§ WORK TO BE COMPLETED
Write the entries out in full, matching them exactly.

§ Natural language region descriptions
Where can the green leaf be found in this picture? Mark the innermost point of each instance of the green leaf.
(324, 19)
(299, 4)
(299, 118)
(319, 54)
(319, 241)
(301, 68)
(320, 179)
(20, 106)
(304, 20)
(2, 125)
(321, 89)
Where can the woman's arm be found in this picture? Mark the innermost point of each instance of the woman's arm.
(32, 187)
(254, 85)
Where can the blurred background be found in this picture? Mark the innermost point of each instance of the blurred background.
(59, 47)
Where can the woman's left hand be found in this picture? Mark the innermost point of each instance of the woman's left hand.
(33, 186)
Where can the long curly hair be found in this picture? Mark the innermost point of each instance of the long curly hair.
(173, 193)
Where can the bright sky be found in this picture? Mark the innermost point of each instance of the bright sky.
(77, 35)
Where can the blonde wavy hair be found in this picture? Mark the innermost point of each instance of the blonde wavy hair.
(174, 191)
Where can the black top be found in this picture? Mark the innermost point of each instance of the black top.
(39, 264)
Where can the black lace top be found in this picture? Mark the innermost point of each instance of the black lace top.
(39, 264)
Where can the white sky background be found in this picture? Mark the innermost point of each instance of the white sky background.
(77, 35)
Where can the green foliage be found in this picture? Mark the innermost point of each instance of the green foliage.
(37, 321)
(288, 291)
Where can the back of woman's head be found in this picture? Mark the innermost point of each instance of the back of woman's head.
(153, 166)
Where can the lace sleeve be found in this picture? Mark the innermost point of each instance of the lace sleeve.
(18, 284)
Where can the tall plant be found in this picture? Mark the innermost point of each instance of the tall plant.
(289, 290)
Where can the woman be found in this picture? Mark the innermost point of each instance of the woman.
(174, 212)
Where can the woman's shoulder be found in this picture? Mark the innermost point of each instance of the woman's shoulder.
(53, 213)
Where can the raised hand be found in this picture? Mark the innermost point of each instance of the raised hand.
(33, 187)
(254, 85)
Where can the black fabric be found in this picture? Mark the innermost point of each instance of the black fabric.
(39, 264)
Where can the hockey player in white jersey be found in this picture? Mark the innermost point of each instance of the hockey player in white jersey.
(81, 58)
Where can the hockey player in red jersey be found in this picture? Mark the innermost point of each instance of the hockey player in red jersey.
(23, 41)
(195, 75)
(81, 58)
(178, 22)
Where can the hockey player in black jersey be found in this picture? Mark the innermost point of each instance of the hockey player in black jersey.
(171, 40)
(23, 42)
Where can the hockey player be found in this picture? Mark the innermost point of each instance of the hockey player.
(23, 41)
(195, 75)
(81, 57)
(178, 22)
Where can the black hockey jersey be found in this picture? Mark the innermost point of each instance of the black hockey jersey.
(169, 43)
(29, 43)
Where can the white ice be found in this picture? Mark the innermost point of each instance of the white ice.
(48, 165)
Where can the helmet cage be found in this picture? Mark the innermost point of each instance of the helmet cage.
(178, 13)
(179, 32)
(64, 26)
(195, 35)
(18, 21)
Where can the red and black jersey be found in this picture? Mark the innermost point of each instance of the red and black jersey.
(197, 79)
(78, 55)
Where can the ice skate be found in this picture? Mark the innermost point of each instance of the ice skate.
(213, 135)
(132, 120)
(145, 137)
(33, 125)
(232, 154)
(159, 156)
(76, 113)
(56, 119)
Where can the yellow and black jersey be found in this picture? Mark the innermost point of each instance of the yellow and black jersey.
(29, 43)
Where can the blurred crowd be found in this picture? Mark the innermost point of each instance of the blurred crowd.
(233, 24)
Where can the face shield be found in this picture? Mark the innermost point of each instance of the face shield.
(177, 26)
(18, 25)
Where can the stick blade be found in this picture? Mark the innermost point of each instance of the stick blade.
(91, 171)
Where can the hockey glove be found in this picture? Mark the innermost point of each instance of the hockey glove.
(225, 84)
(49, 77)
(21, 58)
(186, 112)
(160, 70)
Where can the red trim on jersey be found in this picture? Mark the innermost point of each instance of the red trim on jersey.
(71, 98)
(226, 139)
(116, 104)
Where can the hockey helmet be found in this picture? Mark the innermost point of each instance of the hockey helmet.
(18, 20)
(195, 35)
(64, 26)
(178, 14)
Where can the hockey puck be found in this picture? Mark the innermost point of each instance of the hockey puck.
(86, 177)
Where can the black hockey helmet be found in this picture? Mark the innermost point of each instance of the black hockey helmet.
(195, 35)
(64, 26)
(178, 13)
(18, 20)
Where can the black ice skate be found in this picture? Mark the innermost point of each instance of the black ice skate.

§ THE COMPLETED TASK
Where can the green leaf be found in this picture? Mark the innermost point of each instance of the green leaf.
(324, 19)
(299, 4)
(299, 118)
(319, 54)
(319, 241)
(301, 68)
(320, 179)
(20, 106)
(304, 20)
(2, 125)
(321, 89)
Where can the woman's arm be found in this picture? Mark the innermost point of each instance of the woman's arm.
(32, 187)
(254, 85)
Where can the blurred background be found in this picture? Mark the innermost point of each instance of the blurred background.
(59, 47)
Where can the woman's left hand be found in this picture? Mark the innermost point of each instance of the woman's left hand.
(33, 186)
Where can the long curly hair be found in this picture? Mark the innermost point of each instance of the long curly hair.
(173, 193)
Where can the bright sky be found in this picture? Mark the innermost point of each instance of the bright sky.
(77, 35)
Where can the blonde wavy hair be found in this picture? Mark the innermost point of each instance of the blonde wavy hair.
(174, 191)
Where can the black top be found in this picture? Mark the innermost point of each instance of the black top.
(39, 264)
Where can the black lace top be found in this picture? Mark the innermost point of each instance of the black lace top.
(39, 264)
Where can the white sky background be found in this picture? Mark the innermost point of each instance of the white sky background.
(77, 35)
Where can the green foliage be found in this picture? Mark the innermost point of each instance of the green foliage.
(37, 321)
(288, 291)
Where can the back of woman's head be found in this picture? Mark the innermost point of each instance of the back of woman's head.
(153, 166)
Where can the lace sleeve be found in this picture? Mark the innermost point of each instance of the lace sleeve.
(18, 284)
Where can the tall plant be found in this picture? Mark the innermost point of each instance of the tall plant.
(289, 290)
Where can the woman be found in this picture? Mark the innermost point of each instance of the woman.
(174, 212)
Where can the woman's shoulder be found in this picture? Mark the innermost point of each instance of the woman's shoulder.
(53, 213)
Where can the raised hand be found in this picture? Mark the innermost point of each instance of the raised hand.
(33, 187)
(254, 85)
Where can the black fabric be found in this picture? Mark the innermost point of each instance of the black fabric.
(39, 264)
Where can the hockey player in white jersey be found in this picture? Mark the innermost point of each instance of the hockey player in white jersey.
(81, 58)
Where can the hockey player in red jersey be found in this picture? Mark the innermost point of each instance of the hockey player in red jersey.
(23, 41)
(195, 75)
(81, 58)
(178, 22)
Where can the hockey player in black jersey be found in this picture? Mark the innermost point of each instance of the hockey player in black jersey.
(171, 40)
(23, 42)
Where can the hockey player be found in this picture? Mark the innermost point of each instance of the hockey player.
(23, 41)
(195, 75)
(81, 57)
(178, 22)
Where can the black hockey jersey be found in this picture? Mark the innermost point of each instance of the black hockey jersey.
(169, 43)
(29, 43)
Where can the white ice be found in this picture? Mark the innermost point of each instance of the white ice.
(48, 165)
Where can the helmet cage be found in this picture? Mark the innermost point of each instance of the helmet cage.
(178, 13)
(179, 32)
(64, 26)
(195, 35)
(18, 21)
Where can the red and black jersey be found in this picture? Mark the innermost point of each instance of the red and black jersey.
(197, 79)
(78, 55)
Where can the ice skate be found in this picture? Mark the innermost point of each instance of the ice skate.
(213, 135)
(132, 120)
(145, 137)
(33, 125)
(232, 154)
(159, 156)
(76, 113)
(56, 119)
Where can the yellow and black jersey be found in this picture? Mark the innermost point of each instance of the yellow and black jersey.
(29, 43)
Where can the blurred crowd be found in this picture? Mark the innermost point of each instance of the blurred crowd.
(233, 24)
Where can the face shield be found in this picture? Mark the innermost point of each instance of the face shield.
(177, 26)
(18, 25)
Where can the stick blade be found in this picture? Mark the innermost point of each instance of the stick blade.
(91, 171)
Where can the hockey glove be found in this picture? Mark the innermost point of each instance of the hockey glove.
(225, 84)
(49, 77)
(21, 58)
(186, 112)
(160, 70)
Where can the red trim on jersey be found in this picture? Mark the innermost point of each instance of the red trim on jersey.
(71, 98)
(226, 139)
(116, 104)
Where can the hockey helmet be found in this picture? Mark the innermost point of each instance of the hockey helmet.
(18, 20)
(195, 35)
(64, 26)
(178, 14)
Where can the hockey puck be found in this picture? Mark the innermost point of each instance of the hockey puck.
(86, 177)
Where can the black hockey helmet be found in this picture? Mark the innermost point of each instance of the black hockey helmet.
(195, 35)
(64, 26)
(178, 13)
(18, 20)
Where can the black ice skate be found in this picture? Mark the innermost point of each instance of the black ice skate.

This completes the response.